Perl 5.8.x, Unicode and In-memory Filehandles

Discussion in 'Perl Misc' started by Bernard Chan, Mar 1, 2006.

  1. Bernard Chan

    Bernard Chan Guest

    Hello all,

    I have just started out experimenting the Unicode capabilities of Perl.
    I am currently working on a Web development project involving both
    output buffering with Perl's open() in-memory filehandles, and Unicode
    handling. Separately they work fine, but I have spent a lot of time
    integrating them onto one platform. Hopefully experts around here may
    give me some insights as to what I have missed.

    I have written a module IO::OutputBuffer which is expected to be used as
    follows:

    $buf_ctx = IO::OutputBuffer::start(\*STDOUT); # start in-memory buffer
    # now STDOUT points to the in-memory buffer
    print "blablabla"; # Everything goes to in-memory buffer
    # Content verified; commit to real STDOUT
    IO::OutputBuffer::flush($buf_ctx);
    # Stop buffering
    IO::OutputBuffer::end($buf_ctx);
    # STDOUT reverted to original

    Because stray output is likely to make Apache-CGI complain, I would like
    to capture all the output, validate it and then eventually commit to the
    actual output stream before the script exits (there is also a similar
    facility for capturing STDERR to log file, but not shown).

    Basically, as a next step, I would like to make use of PerlIO layers to
    implement some encoding conversion for clients who do not support UTF-8.
    Otherwise, I may need to use Text::Iconv but I guess if I can use PerlIO
    I will keep using that. For instance, if the user profile (or HTTP
    request header) indicates he prefers Big5, I will do a UTF-8->Big5
    conversion, for instance.

    As a test, I added some code within the buffering perimeters performing
    a test reading of a Chinese file with UTF-8 encoding. I would like to
    output its content to the client side, performing a simulated conversion
    to Big5 before returning.

WORK TO COMPLETE:
Continue the forum post on Perl Unicode and in-memory filehandles from the point where it stops.

Coordinate annotation data
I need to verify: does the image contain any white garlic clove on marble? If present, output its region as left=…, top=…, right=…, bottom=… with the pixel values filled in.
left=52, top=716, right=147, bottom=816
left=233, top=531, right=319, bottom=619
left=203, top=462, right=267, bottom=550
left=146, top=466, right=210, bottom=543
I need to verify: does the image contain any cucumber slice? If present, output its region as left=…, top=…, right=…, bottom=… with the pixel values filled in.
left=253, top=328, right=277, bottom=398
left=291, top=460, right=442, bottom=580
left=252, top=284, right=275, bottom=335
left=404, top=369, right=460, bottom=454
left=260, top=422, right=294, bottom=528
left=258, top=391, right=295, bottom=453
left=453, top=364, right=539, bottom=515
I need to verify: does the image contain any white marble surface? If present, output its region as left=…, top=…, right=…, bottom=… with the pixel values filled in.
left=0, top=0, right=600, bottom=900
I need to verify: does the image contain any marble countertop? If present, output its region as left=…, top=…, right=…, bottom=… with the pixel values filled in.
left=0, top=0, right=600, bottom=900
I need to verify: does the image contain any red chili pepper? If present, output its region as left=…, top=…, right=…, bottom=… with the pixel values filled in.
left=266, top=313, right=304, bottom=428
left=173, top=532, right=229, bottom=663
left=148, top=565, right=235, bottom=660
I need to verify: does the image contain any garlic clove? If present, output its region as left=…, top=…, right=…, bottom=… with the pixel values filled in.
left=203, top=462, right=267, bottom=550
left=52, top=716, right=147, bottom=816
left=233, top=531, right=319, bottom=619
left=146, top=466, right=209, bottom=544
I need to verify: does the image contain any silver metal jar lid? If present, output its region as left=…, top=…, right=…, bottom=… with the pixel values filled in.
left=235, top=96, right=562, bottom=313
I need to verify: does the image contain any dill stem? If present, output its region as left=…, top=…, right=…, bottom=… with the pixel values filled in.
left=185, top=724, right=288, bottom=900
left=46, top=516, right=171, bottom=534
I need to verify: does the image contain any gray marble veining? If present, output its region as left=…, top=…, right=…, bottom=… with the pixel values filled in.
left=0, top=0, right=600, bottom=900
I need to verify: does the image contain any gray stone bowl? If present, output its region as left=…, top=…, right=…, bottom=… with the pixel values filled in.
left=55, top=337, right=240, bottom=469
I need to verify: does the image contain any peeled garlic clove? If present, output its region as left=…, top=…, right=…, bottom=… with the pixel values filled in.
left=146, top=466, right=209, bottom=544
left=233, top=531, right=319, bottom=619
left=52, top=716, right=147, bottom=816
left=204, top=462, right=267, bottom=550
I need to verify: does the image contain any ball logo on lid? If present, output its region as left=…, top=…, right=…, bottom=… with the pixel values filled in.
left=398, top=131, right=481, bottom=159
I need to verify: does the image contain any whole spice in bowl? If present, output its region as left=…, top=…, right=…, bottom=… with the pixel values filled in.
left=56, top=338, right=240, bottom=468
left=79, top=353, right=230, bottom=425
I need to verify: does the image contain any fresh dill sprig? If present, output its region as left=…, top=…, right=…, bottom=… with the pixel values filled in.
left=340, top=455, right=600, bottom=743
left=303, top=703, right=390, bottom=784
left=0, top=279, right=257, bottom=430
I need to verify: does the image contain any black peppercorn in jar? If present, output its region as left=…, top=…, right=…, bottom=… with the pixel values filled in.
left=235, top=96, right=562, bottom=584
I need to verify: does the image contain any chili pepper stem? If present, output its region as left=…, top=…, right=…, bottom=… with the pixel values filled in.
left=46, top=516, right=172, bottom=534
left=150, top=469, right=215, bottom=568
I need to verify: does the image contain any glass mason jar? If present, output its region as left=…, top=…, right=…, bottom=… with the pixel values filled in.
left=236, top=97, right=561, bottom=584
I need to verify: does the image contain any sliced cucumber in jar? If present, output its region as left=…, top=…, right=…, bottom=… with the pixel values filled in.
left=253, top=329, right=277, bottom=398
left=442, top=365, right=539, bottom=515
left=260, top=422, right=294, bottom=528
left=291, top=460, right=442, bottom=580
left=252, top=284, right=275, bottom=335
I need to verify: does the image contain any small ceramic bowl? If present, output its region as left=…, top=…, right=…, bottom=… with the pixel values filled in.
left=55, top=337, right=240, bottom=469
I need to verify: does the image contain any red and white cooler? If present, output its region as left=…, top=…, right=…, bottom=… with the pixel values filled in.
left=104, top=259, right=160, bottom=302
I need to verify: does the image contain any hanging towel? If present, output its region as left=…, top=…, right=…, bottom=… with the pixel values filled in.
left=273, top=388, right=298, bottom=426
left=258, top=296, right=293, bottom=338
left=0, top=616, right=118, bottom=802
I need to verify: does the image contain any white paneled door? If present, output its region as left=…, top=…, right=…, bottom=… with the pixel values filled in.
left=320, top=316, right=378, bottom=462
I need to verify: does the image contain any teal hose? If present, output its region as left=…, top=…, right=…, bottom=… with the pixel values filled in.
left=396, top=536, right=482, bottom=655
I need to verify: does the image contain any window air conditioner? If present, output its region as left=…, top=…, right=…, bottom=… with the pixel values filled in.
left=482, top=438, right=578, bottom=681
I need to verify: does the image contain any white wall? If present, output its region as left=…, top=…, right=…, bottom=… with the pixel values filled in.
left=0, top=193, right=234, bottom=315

RESULT OF THIS TASK:
    I have minimized the process to a script as short as below:

    ================================================

    #!/usr/bin/perl -w

    binmode(STDOUT, ":encoding(big5)") or die "$!"; # Output encoding

    BEGIN {
    require "require.pl";
    }

    #use IO::OutputBuffer;
    #$b_out = IO::OutputBuffer::start(\*STDOUT);
    my ($io_sys, $BUF);
    open $io_sys, ">&", \*STDOUT; close STDOUT;
    open STDOUT, ">", \$BUF;


    open FILE, "<:encoding(utf8)", "utf8_1.txt";
    @lines = <FILE>;
    close FILE;

    print (join("<br>\n", @lines));

    #IO::OutputBuffer::flush($b_out);
    my $buffered_content = $BUF;
    $BUF = '';
    seek STDOUT, 0, 0;

    print $io_sys $buffered_content;

    ====================================

    However, I cannot get the file content to display in proper Big5.
    Instead, I got apparently Unicode code points as follows:

    Wide character in print at output_minimal.pl line 20.
    "\x{00e7}" does not map to big5-eten at output_minimal.pl line 28.
    "\x{00b9}" does not map to big5-eten at output_minimal.pl line 28.
    "\x{0081}" does not map to big5-eten at output_minimal.pl line 28.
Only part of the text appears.